● Extract provided
.....

DPDK patches and discussions
 help / color / mirror / Atom feed
From: Yongseok Koh <yskoh@mellanox.com>
To: Adrien Mazarguil <adrien.mazarguil@6wind.com>
Cc: Shahaf Shuler <shahafs@mellanox.com>,
	Nelio Laranjeiro <nelio.laranjeiro@6wind.com>,
	dev@dpdk.org
Subject: Re: [dpdk-dev] [PATCH 2/6] net/mlx5: add framework for switch flow rules
Date: Thu, 12 Jul 2018 11:25:27 -0700	[thread overview]
Message-ID: <20180712182526.GA73570@yongseok-MBP.local> (raw)
In-Reply-To: <20180712104646.GT5211@6wind.com>

On Thu, Jul 12, 2018 at 12:46:46PM +0200, Adrien Mazarguil wrote:
> On Wed, Jul 11, 2018 at 05:59:18PM -0700, Yongseok Koh wrote:
> > On Wed, Jun 27, 2018 at 08:08:12PM +0200, Adrien Mazarguil wrote:
> > > Because mlx5 switch flow rules are configured through Netlink (TC
> > > interface) and have little in common with Verbs, this patch adds a separate
> > > parser function to handle them.
> > > 
> > > - mlx5_nl_flow_transpose() converts a rte_flow rule to its TC equivalent
> > >   and stores the result in a buffer.
> > > 
> > > - mlx5_nl_flow_brand() gives a unique handle to a flow rule buffer.
> > > 
> > > - mlx5_nl_flow_create() instantiates a flow rule on the device based on
> > >   such a buffer.
> > > 
> > > - mlx5_nl_flow_destroy() performs the reverse operation.
> > > 
> > > These functions are called by the existing implementation when encountering
> > > flow rules which must be offloaded to the switch (currently relying on the
> > > transfer attribute).

.....

● Problem requirements
Please duplicate the stretch of the DPDK patch discussion from "In-Reply-To: <20180712104646.GT5211@6wind.com>" through "flow rule buffer.", word for word. The data below has no connection to the DPDK patch discussion above.

.....

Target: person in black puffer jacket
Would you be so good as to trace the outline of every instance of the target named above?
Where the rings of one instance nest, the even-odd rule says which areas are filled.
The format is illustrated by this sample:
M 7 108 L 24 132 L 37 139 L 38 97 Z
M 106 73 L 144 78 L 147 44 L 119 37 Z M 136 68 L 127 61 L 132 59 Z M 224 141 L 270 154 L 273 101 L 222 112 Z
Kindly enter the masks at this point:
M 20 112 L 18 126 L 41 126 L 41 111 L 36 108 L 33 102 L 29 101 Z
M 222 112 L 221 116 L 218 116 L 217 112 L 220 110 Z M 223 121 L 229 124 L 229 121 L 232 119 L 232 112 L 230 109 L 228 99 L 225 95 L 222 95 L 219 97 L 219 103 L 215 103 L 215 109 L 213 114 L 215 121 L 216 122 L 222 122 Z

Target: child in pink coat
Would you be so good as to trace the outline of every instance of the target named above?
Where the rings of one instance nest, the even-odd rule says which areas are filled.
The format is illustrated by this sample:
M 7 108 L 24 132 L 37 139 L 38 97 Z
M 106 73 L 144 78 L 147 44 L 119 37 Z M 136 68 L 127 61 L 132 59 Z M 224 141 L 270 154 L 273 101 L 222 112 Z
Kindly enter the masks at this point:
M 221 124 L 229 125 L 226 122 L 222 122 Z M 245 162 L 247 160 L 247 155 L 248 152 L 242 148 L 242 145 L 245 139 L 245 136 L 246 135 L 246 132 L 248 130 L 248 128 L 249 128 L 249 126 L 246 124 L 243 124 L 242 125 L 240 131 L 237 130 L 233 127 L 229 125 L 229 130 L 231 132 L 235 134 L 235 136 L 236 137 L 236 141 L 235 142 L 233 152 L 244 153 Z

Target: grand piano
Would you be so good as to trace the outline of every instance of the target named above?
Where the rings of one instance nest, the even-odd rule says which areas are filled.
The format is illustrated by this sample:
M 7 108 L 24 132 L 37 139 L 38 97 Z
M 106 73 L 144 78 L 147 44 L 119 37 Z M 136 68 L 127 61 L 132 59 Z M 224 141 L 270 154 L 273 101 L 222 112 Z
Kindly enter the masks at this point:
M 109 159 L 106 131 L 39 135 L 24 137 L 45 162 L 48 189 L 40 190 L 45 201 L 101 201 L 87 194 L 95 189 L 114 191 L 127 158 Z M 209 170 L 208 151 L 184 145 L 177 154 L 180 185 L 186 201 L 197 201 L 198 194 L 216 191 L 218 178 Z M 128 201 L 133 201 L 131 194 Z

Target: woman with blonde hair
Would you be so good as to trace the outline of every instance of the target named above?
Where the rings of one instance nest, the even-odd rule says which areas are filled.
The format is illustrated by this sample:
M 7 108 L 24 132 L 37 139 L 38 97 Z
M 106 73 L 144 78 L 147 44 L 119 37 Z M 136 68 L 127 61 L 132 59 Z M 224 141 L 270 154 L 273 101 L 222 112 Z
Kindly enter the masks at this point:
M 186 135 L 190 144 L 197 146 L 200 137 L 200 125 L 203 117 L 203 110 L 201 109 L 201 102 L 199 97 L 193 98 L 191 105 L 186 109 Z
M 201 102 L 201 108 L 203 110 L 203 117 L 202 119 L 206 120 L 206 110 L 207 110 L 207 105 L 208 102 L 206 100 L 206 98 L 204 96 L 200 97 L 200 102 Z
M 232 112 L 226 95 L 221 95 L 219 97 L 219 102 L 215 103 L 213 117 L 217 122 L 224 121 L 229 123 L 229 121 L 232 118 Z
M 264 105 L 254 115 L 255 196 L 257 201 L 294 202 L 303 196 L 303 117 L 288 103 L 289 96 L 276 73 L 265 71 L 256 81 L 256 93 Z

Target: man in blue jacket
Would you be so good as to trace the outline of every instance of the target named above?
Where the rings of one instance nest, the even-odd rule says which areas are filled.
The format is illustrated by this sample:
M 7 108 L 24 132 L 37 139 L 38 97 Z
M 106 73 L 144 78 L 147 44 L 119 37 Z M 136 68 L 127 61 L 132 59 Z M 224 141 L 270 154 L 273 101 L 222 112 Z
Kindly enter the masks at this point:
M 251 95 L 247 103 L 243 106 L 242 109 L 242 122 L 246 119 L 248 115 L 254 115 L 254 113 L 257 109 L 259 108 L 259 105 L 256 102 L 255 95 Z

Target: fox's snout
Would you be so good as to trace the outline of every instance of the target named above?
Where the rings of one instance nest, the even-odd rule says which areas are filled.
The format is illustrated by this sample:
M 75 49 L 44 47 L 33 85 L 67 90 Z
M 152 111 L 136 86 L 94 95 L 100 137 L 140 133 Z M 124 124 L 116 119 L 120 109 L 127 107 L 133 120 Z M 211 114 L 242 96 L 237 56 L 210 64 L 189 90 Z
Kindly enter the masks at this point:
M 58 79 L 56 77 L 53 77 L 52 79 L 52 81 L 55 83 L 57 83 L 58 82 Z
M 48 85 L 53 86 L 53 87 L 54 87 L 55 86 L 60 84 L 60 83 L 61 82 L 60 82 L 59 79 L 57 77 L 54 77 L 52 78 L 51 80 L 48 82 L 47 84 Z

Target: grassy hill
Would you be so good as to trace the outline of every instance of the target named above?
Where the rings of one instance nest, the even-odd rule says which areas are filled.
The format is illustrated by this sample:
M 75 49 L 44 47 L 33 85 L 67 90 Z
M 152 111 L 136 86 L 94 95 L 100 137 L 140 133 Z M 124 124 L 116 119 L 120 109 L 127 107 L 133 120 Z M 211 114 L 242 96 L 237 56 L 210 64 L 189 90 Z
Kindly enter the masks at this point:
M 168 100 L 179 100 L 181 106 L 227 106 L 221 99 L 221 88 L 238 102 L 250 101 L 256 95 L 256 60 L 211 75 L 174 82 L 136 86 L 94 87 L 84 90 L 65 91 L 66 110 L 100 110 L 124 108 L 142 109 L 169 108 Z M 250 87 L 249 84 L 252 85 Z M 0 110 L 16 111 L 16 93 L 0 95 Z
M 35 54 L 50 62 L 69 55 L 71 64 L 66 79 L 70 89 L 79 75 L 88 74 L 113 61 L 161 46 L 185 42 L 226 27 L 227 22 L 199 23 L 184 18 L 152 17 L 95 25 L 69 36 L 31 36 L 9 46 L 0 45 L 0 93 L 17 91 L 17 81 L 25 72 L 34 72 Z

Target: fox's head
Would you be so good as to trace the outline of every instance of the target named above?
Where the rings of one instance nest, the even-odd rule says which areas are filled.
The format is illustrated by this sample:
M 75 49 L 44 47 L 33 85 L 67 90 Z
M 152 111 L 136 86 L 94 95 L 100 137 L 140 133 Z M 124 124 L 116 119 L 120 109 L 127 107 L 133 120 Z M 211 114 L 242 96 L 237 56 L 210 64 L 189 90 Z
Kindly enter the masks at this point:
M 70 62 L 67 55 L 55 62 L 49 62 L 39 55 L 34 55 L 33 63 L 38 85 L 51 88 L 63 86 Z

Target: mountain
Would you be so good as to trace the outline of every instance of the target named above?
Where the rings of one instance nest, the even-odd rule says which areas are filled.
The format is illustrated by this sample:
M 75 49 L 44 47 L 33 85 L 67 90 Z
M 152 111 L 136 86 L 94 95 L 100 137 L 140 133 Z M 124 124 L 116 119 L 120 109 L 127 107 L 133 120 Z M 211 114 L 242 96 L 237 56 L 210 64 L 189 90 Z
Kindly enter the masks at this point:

.....

● Response to the task
In-Reply-To: <20180712104646.GT5211@6wind.com>

On Thu, Jul 12, 2018 at 12:46:46PM +0200, Adrien Mazarguil wrote:
> On Wed, Jul 11, 2018 at 05:59:18PM -0700, Yongseok Koh wrote:
> > On Wed, Jun 27, 2018 at 08:08:12PM +0200, Adrien Mazarguil wrote:
> > > Because mlx5 switch flow rules are configured through Netlink (TC
> > > interface) and have little in common with Verbs, this patch adds a separate
> > > parser function to handle them.
> > > 
> > > - mlx5_nl_flow_transpose() converts a rte_flow rule to its TC equivalent
> > >   and stores the result in a buffer.
> > > 
> > > - mlx5_nl_flow_brand() gives a unique handle to a flow rule buffer.